Point labeling dataset excerpts
— Start —

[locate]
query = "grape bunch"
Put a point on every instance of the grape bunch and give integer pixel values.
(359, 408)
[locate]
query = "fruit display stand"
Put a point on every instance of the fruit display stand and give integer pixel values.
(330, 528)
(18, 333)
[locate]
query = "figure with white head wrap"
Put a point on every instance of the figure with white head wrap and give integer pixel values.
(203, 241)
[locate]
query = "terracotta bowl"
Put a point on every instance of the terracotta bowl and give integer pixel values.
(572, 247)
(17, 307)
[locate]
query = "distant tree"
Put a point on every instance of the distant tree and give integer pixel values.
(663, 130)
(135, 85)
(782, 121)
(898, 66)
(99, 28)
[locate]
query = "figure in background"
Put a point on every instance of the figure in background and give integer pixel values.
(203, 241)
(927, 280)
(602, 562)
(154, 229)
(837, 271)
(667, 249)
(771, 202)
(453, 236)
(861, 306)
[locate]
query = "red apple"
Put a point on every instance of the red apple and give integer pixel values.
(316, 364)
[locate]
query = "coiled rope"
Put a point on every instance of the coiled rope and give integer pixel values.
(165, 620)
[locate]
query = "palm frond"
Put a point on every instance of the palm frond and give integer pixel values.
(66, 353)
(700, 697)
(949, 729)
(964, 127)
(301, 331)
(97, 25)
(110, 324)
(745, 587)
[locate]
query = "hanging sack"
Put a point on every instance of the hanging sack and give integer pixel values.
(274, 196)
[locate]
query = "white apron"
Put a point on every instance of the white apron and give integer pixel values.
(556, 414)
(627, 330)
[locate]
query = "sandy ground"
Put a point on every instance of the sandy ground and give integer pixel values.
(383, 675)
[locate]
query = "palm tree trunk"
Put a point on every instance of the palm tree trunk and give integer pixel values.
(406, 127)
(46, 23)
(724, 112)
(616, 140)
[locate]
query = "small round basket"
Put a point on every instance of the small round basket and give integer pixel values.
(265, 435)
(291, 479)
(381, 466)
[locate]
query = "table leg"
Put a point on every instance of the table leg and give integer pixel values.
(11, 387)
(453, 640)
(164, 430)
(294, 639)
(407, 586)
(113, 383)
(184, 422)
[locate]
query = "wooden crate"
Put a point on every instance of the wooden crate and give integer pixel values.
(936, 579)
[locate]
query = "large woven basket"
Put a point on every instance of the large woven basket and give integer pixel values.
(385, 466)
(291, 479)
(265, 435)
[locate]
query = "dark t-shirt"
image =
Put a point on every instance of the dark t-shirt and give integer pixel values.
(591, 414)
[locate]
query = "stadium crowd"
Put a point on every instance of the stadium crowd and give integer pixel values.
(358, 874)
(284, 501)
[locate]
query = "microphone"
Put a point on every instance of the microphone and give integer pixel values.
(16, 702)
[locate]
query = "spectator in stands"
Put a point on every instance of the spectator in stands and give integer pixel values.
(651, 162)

— End —

## YOUR OBJECTIVE:
Return every record, word for word.

## TASK OUTPUT:
[locate]
query = "grape bunch"
Put a point on every instance of the grape bunch and give integer pixel values.
(359, 408)
[locate]
query = "fruit display stand"
Put a point on every instance of the fruit display stand and give integer pixel values.
(330, 528)
(18, 333)
[locate]
query = "figure with white head wrap"
Put a point on every instance of the figure with white head wrap and give integer pixel values.
(203, 241)
[locate]
query = "terracotta bowl"
Put a point on every instance of the terracotta bowl and give integer pixel values.
(572, 247)
(17, 307)
[locate]
query = "distant tree"
Put a point on every instance of the distant tree and give integer pixel values.
(663, 130)
(135, 85)
(782, 121)
(898, 66)
(99, 28)
[locate]
query = "figure in background"
Put a point on every instance of the figure in background and give integer pixel values.
(203, 241)
(927, 280)
(602, 562)
(154, 229)
(837, 271)
(667, 249)
(771, 202)
(453, 236)
(861, 306)
[locate]
query = "red apple"
Put a point on every instance of the red apple and give integer pixel values.
(316, 364)
[locate]
query = "coiled rope"
Put a point on every instance of the coiled rope and give integer pixel values.
(165, 620)
[locate]
query = "palm frond"
Put a point on every instance of the palm frond and give integer pixel values.
(66, 353)
(700, 697)
(949, 729)
(964, 127)
(301, 331)
(97, 25)
(110, 324)
(745, 587)
[locate]
query = "hanging sack"
Put a point on every instance of the hanging sack and give integer pixel values.
(274, 196)
[locate]
query = "white apron"
Put a point on every instance of the white apron and give integer pixel values.
(556, 414)
(627, 330)
[locate]
query = "sandy ground"
Put a point on every instance of the sandy ground and give integer pixel values.
(383, 675)
[locate]
query = "palm tree trunk"
Put a point on every instance of the palm tree trunk and give integer pixel values.
(406, 127)
(46, 23)
(724, 112)
(616, 140)
[locate]
query = "small round basket"
Put a point on every instance of the small round basket and give integer pixel values.
(265, 435)
(291, 479)
(381, 466)
[locate]
query = "table leg"
Put a point on every instance of the table leg and give integer pixel values.
(11, 387)
(453, 640)
(164, 430)
(294, 639)
(407, 586)
(113, 383)
(184, 422)
[locate]
query = "wooden crate"
Put a point on every instance of the wooden crate and give integer pixel values.
(936, 579)
[locate]
query = "large woven basket"
Put a point on every instance of the large woven basket and give integer pixel values.
(385, 466)
(291, 479)
(265, 435)
[locate]
query = "dark t-shirt"
image =
Put a point on every instance of the dark t-shirt and give integer pixel values.
(591, 414)
[locate]
query = "stadium crowd"
Put a point on every instance of the stadium crowd and give integer pixel values.
(358, 874)
(284, 501)
[locate]
query = "microphone"
Put a point on every instance of the microphone and give integer pixel values.
(16, 702)
[locate]
query = "spectator in stands"
Put a point on every instance of the spectator in stands and give integer pixel values.
(651, 162)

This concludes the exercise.